From mboxrd@z Thu Jan  1 00:00:00 1970
Return-Path: <linux-btrfs-owner@vger.kernel.org>
Received: from sender163-mail.zoho.com ([74.201.84.163]:24597 "EHLO
	sender163-mail.zoho.com" rhost-flags-OK-OK-OK-OK) by vger.kernel.org
	with ESMTP id S1751806AbcFFCko (ORCPT
	<rfc822;linux-btrfs@vger.kernel.org>); Sun, 5 Jun 2016 22:40:44 -0400
From: "James Johnston" <johnstonj.public@codenest.com>
To: "'Chris Murphy'" <lists@colorremedies.com>,
        "'Mladen Milinkovic'" <maxrd2@smoothware.net>
Cc: "'Austin S. Hemmelgarn'" <ahferroin7@gmail.com>,
        "'Martin'" <rc6encrypted@gmail.com>,
        "'Btrfs BTRFS'" <linux-btrfs@vger.kernel.org>
References: <CAGQ70Yc=HHxJspMCKFBpEURRu=53pZW3k3rVDVO3QPGP_b9Tkw@mail.gmail.com>	<aeade1fe-825c-6fc2-7f6d-85f4c5400b38@gmail.com>	<CAJCQCtQ4i0PWisxi708EmrTuPHH7hNEkKfY28GjTG2s4Sk3DYQ@mail.gmail.com>	<73123a36-6502-d735-c813-fce43b620e5a@smoothware.net> <CAJCQCtTDbb47n8G0Skay5QEcY_9Qjjv_gRyCkG+-L7YKyes=7g@mail.gmail.com>
In-Reply-To: <CAJCQCtTDbb47n8G0Skay5QEcY_9Qjjv_gRyCkG+-L7YKyes=7g@mail.gmail.com>
Subject: RE: Recommended why to use btrfs for production?

**Task list**
**a)** According to the email header, who sent the message?
**b)** Name every recipient on the Cc line of the email header.

**Entries**

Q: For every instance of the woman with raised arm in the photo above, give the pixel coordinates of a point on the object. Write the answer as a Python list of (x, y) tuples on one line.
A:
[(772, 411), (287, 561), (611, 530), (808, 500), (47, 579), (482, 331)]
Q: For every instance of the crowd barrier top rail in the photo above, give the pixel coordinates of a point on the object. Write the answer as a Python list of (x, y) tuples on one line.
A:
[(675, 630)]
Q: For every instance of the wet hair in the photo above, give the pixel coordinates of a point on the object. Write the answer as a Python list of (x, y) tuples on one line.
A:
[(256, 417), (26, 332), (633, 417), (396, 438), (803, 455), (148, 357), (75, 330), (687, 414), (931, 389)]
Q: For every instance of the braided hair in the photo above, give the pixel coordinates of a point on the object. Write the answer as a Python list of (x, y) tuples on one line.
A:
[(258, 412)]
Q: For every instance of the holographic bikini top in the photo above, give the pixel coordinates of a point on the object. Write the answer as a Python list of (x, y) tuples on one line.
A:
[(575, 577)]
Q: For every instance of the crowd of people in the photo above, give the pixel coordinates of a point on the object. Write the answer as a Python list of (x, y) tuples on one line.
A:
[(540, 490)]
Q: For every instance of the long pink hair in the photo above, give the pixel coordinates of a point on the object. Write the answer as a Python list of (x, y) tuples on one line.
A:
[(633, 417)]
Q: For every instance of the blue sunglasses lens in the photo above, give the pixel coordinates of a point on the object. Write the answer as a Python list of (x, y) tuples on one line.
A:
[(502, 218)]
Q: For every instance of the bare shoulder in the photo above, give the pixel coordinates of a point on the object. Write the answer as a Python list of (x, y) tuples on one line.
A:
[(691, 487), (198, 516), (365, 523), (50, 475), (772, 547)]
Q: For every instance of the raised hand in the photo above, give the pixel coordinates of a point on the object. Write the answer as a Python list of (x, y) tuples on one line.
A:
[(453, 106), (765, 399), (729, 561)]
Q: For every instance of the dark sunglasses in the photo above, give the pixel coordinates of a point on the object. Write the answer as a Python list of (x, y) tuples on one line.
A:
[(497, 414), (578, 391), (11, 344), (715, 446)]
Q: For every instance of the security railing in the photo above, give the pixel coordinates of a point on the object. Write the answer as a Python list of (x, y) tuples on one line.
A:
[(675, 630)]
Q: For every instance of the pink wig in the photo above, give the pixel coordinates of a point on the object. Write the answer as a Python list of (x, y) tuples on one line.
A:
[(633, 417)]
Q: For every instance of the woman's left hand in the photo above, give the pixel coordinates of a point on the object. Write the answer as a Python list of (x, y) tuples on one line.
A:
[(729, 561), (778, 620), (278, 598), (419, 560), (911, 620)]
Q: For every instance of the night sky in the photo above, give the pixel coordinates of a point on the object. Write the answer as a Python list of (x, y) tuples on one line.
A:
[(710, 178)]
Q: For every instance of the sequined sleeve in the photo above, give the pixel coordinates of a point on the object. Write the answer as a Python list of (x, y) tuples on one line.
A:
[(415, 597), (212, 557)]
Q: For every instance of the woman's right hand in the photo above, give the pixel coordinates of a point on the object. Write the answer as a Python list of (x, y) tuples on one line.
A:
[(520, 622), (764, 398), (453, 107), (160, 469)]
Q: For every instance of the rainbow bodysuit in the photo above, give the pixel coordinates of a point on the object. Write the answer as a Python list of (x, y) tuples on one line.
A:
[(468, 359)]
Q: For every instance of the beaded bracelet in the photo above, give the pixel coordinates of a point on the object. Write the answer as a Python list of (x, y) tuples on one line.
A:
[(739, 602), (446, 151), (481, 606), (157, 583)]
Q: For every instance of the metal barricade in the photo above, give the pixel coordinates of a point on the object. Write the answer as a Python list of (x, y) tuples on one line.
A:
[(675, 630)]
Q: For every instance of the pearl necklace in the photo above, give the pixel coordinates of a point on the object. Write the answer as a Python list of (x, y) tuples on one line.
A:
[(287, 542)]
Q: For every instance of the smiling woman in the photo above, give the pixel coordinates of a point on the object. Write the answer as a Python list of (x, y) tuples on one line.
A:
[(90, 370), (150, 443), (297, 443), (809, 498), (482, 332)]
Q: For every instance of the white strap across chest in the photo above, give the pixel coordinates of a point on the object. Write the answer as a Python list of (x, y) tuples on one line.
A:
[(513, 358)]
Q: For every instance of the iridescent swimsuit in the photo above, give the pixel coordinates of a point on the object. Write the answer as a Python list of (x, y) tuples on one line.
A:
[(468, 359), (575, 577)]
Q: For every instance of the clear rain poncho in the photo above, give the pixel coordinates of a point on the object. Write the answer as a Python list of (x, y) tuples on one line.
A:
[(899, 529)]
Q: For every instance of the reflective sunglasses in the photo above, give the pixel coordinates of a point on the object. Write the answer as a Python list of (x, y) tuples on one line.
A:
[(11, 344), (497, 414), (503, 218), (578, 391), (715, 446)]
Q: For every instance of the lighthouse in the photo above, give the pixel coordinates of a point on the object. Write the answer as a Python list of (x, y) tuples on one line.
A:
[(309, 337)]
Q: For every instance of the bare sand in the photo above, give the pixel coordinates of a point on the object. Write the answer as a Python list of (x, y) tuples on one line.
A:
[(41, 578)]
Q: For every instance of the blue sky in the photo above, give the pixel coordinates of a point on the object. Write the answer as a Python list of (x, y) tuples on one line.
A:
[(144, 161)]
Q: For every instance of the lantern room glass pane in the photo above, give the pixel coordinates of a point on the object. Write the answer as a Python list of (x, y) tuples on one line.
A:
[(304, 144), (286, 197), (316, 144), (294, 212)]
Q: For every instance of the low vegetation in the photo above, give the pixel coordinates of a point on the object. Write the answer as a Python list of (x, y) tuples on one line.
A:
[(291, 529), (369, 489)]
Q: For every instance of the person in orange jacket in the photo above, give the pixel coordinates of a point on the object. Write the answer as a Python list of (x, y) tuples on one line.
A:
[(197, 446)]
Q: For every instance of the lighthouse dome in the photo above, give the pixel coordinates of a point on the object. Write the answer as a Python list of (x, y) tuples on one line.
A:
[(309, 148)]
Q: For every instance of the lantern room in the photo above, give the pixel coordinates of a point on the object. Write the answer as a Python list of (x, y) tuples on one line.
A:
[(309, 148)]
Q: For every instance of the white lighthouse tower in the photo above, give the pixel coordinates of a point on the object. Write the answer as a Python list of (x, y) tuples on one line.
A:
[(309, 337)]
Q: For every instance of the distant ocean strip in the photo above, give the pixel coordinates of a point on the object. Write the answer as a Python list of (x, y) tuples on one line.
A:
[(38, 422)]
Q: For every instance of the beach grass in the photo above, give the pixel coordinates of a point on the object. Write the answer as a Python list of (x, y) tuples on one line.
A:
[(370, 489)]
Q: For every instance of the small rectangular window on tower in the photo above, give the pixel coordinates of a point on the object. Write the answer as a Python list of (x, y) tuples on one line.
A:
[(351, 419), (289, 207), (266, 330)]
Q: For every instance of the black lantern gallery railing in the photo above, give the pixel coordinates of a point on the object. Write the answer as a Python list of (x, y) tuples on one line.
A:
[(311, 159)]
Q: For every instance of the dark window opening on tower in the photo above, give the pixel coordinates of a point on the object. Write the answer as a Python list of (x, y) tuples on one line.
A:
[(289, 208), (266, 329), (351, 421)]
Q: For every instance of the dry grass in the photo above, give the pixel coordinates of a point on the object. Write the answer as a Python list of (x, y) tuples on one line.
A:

**Results of the exercise**
**a)** James Johnston

**b)** Austin S. Hemmelgarn, Martin, Btrfs BTRFS